**Required work**
Copy the line containing "Please tag the cat's green", then all lines after it up to and including the final line of the material, exactly and without additions.

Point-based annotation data
····················

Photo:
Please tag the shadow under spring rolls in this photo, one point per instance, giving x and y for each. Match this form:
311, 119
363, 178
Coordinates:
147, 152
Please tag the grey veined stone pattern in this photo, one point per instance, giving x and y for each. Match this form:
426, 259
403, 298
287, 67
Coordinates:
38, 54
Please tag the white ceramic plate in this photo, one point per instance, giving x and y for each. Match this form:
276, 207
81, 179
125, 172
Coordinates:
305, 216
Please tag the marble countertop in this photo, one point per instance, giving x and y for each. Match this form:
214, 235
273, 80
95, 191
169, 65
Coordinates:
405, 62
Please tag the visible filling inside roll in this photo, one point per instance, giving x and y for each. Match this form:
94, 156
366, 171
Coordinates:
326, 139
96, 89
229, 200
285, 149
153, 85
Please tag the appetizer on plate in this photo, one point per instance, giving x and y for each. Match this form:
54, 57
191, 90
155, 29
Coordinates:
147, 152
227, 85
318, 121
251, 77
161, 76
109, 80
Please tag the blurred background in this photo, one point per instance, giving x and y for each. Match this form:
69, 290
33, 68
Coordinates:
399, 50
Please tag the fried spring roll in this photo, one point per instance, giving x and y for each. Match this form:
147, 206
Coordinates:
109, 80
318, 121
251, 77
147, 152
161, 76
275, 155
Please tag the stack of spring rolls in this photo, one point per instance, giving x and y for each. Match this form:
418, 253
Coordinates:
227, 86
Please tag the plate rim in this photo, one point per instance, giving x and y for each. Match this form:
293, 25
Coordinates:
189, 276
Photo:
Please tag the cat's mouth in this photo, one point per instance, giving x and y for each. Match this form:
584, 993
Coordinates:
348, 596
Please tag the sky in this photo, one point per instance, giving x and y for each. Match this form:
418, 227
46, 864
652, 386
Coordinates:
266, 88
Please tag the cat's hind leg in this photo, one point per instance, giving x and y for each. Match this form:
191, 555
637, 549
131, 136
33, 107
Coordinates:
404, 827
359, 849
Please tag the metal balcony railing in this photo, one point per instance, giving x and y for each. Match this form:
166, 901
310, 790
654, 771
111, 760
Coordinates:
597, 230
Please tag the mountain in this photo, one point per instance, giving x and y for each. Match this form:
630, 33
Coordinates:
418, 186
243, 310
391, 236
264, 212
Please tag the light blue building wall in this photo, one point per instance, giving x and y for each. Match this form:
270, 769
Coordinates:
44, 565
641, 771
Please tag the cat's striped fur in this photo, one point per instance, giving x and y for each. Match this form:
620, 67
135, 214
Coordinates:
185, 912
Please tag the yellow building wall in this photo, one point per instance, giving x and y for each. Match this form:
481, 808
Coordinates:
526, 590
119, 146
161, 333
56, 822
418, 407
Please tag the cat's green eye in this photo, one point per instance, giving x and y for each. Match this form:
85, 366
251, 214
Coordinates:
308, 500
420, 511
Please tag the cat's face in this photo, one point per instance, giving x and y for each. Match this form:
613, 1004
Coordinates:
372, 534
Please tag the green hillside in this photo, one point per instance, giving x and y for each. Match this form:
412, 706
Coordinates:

····················

**Task answer**
Please tag the cat's green eye in this photo, one point per instance, giving x and y for each. Match this form:
85, 366
251, 214
Coordinates:
308, 500
420, 511
Please tag the cat's face in this photo, one point per instance, giving x and y for each. Match this form:
613, 1004
Coordinates:
372, 534
Please tag the green hillside in this photo, one point per instance, giving x and y for each. Match this form:
412, 706
Coordinates:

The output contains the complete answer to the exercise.